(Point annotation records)
========

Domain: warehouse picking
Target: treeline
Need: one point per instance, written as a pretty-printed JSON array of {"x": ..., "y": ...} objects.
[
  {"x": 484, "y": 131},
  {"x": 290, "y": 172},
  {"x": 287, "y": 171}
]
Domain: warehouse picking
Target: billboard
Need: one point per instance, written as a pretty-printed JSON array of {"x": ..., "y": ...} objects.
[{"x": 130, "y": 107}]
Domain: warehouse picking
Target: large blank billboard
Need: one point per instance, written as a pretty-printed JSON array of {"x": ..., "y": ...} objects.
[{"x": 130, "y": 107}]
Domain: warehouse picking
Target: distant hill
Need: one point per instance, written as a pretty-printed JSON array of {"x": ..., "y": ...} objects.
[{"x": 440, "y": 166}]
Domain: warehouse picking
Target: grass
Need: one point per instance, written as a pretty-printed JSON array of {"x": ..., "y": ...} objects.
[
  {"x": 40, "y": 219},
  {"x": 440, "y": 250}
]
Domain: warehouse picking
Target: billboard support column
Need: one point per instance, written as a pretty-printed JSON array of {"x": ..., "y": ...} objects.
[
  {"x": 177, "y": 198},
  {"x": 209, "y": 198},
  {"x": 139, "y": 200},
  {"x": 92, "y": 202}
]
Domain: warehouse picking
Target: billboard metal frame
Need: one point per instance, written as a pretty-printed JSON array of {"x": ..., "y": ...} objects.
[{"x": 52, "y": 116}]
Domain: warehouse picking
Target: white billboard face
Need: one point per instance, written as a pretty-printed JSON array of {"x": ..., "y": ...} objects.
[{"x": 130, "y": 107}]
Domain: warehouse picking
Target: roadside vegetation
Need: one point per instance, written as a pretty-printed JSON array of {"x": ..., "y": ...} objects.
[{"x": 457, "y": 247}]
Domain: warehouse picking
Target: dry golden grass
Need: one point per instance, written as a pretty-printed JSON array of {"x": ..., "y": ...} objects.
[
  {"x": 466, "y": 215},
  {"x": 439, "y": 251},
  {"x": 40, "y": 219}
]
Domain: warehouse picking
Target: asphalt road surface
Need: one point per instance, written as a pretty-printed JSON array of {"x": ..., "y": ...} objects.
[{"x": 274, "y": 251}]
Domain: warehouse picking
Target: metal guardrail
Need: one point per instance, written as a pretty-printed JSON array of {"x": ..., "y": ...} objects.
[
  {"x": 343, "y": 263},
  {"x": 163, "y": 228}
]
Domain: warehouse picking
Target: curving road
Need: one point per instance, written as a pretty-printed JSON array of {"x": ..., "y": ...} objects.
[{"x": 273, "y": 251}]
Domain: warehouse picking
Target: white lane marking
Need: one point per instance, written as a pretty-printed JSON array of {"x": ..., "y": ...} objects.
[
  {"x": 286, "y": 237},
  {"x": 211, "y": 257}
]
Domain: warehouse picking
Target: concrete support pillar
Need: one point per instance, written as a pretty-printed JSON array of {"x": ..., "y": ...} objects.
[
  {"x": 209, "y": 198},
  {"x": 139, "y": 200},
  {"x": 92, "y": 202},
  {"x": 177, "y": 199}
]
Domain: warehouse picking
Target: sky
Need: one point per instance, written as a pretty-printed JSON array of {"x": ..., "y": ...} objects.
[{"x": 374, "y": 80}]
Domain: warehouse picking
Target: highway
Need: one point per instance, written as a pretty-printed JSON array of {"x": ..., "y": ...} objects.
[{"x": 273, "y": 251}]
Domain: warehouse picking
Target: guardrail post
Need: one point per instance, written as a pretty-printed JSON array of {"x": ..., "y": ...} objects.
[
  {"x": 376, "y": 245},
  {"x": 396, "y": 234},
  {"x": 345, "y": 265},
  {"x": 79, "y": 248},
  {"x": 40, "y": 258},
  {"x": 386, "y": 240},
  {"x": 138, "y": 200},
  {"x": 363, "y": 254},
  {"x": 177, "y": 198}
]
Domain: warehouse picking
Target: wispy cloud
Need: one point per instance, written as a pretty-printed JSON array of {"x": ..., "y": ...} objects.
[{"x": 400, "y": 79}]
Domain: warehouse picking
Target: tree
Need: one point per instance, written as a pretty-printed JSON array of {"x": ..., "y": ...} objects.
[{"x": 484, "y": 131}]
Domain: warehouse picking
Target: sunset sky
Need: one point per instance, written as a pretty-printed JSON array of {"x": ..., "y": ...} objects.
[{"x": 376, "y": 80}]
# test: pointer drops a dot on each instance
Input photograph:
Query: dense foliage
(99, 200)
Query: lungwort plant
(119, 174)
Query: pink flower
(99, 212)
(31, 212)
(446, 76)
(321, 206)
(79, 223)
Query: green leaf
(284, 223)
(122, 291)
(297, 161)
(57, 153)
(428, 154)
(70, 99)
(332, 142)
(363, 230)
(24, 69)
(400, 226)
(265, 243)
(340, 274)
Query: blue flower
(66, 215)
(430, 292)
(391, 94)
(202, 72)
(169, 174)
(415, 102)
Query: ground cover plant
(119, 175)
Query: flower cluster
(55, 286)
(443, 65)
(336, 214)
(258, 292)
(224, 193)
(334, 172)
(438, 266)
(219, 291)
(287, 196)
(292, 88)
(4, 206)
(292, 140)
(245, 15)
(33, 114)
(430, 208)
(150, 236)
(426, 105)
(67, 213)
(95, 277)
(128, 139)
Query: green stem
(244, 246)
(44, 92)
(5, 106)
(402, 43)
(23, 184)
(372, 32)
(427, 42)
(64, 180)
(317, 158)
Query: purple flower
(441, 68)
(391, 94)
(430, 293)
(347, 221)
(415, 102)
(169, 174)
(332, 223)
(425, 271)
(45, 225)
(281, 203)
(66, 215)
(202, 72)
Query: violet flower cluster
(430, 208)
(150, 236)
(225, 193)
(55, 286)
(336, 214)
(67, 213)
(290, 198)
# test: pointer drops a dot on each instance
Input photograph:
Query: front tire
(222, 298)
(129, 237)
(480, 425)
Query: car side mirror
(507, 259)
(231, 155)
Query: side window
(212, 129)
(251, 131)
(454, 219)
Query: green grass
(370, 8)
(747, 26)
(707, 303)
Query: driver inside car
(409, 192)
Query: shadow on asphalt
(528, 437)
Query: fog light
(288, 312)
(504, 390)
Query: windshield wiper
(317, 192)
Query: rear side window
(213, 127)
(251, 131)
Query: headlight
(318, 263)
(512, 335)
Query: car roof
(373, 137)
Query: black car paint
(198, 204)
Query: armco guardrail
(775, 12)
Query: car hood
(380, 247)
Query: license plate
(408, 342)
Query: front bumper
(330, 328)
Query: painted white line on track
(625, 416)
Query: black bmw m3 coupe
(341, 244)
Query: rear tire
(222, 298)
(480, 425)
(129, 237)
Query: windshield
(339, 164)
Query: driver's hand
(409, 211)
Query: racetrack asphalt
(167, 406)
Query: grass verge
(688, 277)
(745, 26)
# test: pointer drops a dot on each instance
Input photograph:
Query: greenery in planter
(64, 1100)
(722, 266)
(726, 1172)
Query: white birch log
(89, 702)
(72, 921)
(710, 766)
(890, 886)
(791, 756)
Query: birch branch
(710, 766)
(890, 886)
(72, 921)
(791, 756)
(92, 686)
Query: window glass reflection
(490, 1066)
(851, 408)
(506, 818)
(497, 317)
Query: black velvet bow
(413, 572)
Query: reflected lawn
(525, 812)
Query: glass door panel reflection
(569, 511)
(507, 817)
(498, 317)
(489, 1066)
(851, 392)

========

**PROBLEM REQUIREMENTS:**
Transcribe all of the entries without altering anything.

**REPLY TO THE TASK:**
Domain: warehouse picking
Target: treeline
Need: one point per instance, written as a pretty-printed JSON array of {"x": ..., "y": ...} objects.
[
  {"x": 484, "y": 131},
  {"x": 290, "y": 172},
  {"x": 287, "y": 171}
]
Domain: warehouse picking
Target: billboard
Need: one point per instance, written as a pretty-printed JSON array of {"x": ..., "y": ...} objects.
[{"x": 130, "y": 107}]
Domain: warehouse picking
Target: large blank billboard
Need: one point per instance, written as a pretty-printed JSON array of {"x": ..., "y": ...} objects.
[{"x": 130, "y": 107}]
Domain: warehouse picking
Target: distant hill
Need: one point per instance, written as a pretty-printed JSON array of {"x": ..., "y": ...} objects.
[{"x": 440, "y": 166}]
Domain: warehouse picking
Target: grass
Need: one point per instance, written as a pretty-printed JSON array of {"x": ..., "y": ...} objects.
[
  {"x": 40, "y": 219},
  {"x": 440, "y": 250}
]
Domain: warehouse picking
Target: billboard support column
Need: one point per instance, written as a pretty-printed JSON array of {"x": ..., "y": ...} objects.
[
  {"x": 177, "y": 198},
  {"x": 209, "y": 198},
  {"x": 139, "y": 200},
  {"x": 92, "y": 202}
]
Domain: warehouse picking
Target: billboard metal frame
Need: one point per instance, written as a pretty-printed JSON array of {"x": ..., "y": ...} objects.
[{"x": 52, "y": 116}]
Domain: warehouse picking
Target: white billboard face
Need: one point per instance, written as a pretty-printed JSON array of {"x": ..., "y": ...} objects.
[{"x": 130, "y": 107}]
Domain: warehouse picking
Target: roadside vegetation
Need: one point per instance, written as a pretty-printed JSON array of {"x": ..., "y": ...} objects.
[{"x": 457, "y": 247}]
Domain: warehouse picking
Target: dry golden grass
Need: one point per instance, written as a pretty-printed JSON array of {"x": ..., "y": ...} objects.
[
  {"x": 466, "y": 215},
  {"x": 439, "y": 251},
  {"x": 40, "y": 219}
]
Domain: warehouse picking
Target: asphalt road surface
Need: one point per instance, written as a pretty-printed JSON array of {"x": ..., "y": ...} objects.
[{"x": 274, "y": 251}]
Domain: warehouse picking
Target: metal guardrail
Need: one point per instance, written as a pretty-printed JSON array of {"x": ..., "y": ...} objects.
[
  {"x": 343, "y": 263},
  {"x": 163, "y": 228}
]
Domain: warehouse picking
Target: curving road
Need: one point per instance, written as a pretty-printed JSON array of {"x": ..., "y": ...} objects.
[{"x": 273, "y": 251}]
Domain: warehouse picking
Target: white lane marking
Need: one point per instance, written as a pretty-printed JSON array of {"x": ..., "y": ...} objects.
[
  {"x": 286, "y": 237},
  {"x": 211, "y": 257}
]
Domain: warehouse picking
Target: concrete support pillar
Need: one point per instance, written as a pretty-printed JSON array of {"x": ..., "y": ...} objects.
[
  {"x": 209, "y": 198},
  {"x": 139, "y": 200},
  {"x": 92, "y": 202},
  {"x": 177, "y": 199}
]
Domain: warehouse picking
Target: sky
Need: one point per instance, written as a pretty-printed JSON array of {"x": ..., "y": ...} objects.
[{"x": 374, "y": 80}]
Domain: warehouse picking
Target: highway
Need: one point per instance, written as a pretty-printed JSON array of {"x": ..., "y": ...} objects.
[{"x": 273, "y": 251}]
Domain: warehouse picking
Target: guardrail post
Need: one point per instance, written as a pretty-printed JSON array of {"x": ..., "y": ...} objects.
[
  {"x": 376, "y": 245},
  {"x": 396, "y": 234},
  {"x": 345, "y": 265},
  {"x": 79, "y": 248},
  {"x": 40, "y": 258},
  {"x": 386, "y": 240},
  {"x": 138, "y": 200},
  {"x": 363, "y": 254},
  {"x": 177, "y": 198}
]
Domain: warehouse picking
Target: wispy cloud
Need: one point per instance, written as a pretty-printed JSON array of {"x": ..., "y": ...} objects.
[{"x": 400, "y": 79}]
Domain: warehouse picking
Target: tree
Need: one point per instance, written as a pretty-printed JSON array of {"x": ..., "y": ...} objects.
[{"x": 484, "y": 131}]
Domain: warehouse picking
Target: sunset sky
Need: one point per instance, written as a pretty-printed JSON array of {"x": ..., "y": ...} objects.
[{"x": 376, "y": 80}]
# test: pointer drops a dot on each instance
Input photograph:
Query: dense foliage
(99, 200)
Query: lungwort plant
(119, 174)
Query: pink flower
(99, 212)
(31, 212)
(446, 76)
(321, 206)
(79, 223)
Query: green leaf
(284, 223)
(122, 291)
(297, 161)
(57, 153)
(428, 154)
(70, 99)
(332, 142)
(363, 230)
(24, 69)
(400, 226)
(265, 243)
(340, 274)
Query: blue flower
(66, 215)
(430, 292)
(391, 94)
(202, 72)
(169, 174)
(415, 102)
Query: ground cover plant
(119, 175)
Query: flower cluster
(55, 286)
(443, 65)
(336, 214)
(258, 292)
(224, 193)
(334, 172)
(438, 266)
(219, 291)
(287, 196)
(292, 88)
(4, 206)
(292, 140)
(245, 15)
(33, 114)
(430, 208)
(150, 236)
(426, 105)
(67, 213)
(95, 277)
(128, 139)
Query: green stem
(244, 246)
(44, 92)
(5, 106)
(402, 43)
(23, 184)
(372, 32)
(427, 42)
(64, 180)
(317, 158)
Query: purple flower
(441, 68)
(391, 94)
(430, 293)
(347, 221)
(415, 102)
(169, 174)
(332, 223)
(425, 271)
(45, 225)
(281, 203)
(66, 215)
(202, 72)
Query: violet flower cluster
(430, 208)
(150, 236)
(225, 193)
(55, 286)
(336, 214)
(67, 213)
(290, 198)
# test: pointer drops a dot on each instance
Input photograph:
Query: front tire
(222, 298)
(129, 237)
(480, 425)
Query: car side mirror
(507, 259)
(231, 155)
Query: side window
(212, 129)
(251, 131)
(454, 219)
Query: green grass
(370, 8)
(747, 26)
(707, 303)
Query: driver inside car
(409, 192)
Query: shadow on asphalt
(528, 437)
Query: fog light
(288, 312)
(504, 390)
Query: windshield wiper
(317, 192)
Query: rear side window
(213, 127)
(251, 131)
Query: headlight
(318, 263)
(512, 335)
Query: car roof
(373, 137)
Query: black car paint
(198, 204)
Query: armco guardrail
(775, 12)
Query: car hood
(380, 247)
Query: license plate
(408, 342)
Query: front bumper
(330, 328)
Query: painted white line on track
(625, 416)
Query: black bmw m3 coupe
(341, 244)
Query: rear tire
(222, 298)
(480, 425)
(129, 237)
Query: windshield
(339, 164)
Query: driver's hand
(409, 211)
Query: racetrack asphalt
(167, 406)
Query: grass verge
(688, 277)
(745, 26)
# test: pointer drops a dot on each instance
Input photograph:
Query: greenery in planter
(64, 1100)
(722, 266)
(726, 1172)
Query: white birch log
(89, 702)
(72, 921)
(710, 766)
(890, 886)
(791, 756)
Query: birch branch
(710, 766)
(890, 886)
(72, 921)
(791, 756)
(92, 686)
Query: window glass reflection
(490, 1066)
(851, 408)
(506, 818)
(497, 317)
Query: black velvet bow
(413, 572)
Query: reflected lawn
(525, 812)
Query: glass door panel reflection
(569, 511)
(507, 817)
(498, 317)
(489, 1066)
(851, 392)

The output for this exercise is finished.